**GIVEN PROBLEM**
Copy the lines verbatim, beginning with the line that contains "Shelf-audit tagging: put" and continuing through the end of the data, and only those lines.

**RECORDS FOR THE EXERCISE**
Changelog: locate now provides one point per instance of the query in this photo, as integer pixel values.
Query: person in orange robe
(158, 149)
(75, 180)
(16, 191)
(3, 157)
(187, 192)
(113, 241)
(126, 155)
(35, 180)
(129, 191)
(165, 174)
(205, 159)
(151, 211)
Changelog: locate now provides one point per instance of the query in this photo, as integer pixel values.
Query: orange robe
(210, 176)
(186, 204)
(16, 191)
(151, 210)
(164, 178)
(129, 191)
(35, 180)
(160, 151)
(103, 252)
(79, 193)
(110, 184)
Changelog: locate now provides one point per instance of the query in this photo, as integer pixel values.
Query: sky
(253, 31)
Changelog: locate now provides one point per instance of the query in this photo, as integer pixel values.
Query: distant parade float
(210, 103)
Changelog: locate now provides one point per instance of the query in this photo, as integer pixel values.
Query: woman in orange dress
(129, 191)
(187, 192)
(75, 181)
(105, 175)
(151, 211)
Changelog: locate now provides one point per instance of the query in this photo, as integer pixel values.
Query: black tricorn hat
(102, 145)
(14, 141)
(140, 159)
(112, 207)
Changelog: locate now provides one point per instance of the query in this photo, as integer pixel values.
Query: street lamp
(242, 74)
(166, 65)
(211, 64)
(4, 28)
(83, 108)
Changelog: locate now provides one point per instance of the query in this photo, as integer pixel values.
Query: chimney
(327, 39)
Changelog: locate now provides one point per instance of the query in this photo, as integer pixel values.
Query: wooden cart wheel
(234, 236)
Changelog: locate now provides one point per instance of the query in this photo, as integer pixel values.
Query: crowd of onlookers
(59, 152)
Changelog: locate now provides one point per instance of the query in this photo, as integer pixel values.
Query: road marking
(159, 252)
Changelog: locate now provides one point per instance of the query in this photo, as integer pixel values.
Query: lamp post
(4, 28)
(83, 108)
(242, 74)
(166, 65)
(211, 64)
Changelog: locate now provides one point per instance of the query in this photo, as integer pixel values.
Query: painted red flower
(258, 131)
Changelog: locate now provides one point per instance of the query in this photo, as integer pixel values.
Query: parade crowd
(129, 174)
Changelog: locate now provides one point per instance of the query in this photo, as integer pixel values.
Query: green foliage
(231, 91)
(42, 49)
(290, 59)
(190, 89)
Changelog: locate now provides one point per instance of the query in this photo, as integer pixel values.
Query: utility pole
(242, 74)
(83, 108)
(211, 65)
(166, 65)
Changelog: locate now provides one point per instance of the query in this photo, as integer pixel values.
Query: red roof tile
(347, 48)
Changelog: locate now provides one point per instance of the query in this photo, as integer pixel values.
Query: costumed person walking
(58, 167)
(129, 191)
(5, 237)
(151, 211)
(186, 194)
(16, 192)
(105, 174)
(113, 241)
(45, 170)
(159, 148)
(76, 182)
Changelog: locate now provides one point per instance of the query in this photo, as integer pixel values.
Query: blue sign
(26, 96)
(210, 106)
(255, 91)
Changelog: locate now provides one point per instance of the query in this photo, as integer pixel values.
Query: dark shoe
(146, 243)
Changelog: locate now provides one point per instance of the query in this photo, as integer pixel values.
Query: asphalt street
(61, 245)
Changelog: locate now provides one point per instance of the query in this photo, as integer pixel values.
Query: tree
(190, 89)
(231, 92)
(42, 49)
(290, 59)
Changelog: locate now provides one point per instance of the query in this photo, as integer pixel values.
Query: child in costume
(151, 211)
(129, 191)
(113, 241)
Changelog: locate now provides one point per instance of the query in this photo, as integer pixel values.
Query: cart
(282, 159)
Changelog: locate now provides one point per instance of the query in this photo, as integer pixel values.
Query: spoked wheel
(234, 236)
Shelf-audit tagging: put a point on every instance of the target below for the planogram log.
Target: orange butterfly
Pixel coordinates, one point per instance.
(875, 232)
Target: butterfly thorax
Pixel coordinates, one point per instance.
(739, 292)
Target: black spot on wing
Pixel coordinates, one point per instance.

**RIGHT ANSWER**
Shelf-audit tagging: put a point on every instance of the target below for the planogram log.
Target: orange butterfly
Pixel coordinates, one point per instance.
(875, 232)
Target: butterfly thorax
Pixel coordinates, one point per instance.
(739, 292)
Target: black spot on wing
Pixel coordinates, one point per instance.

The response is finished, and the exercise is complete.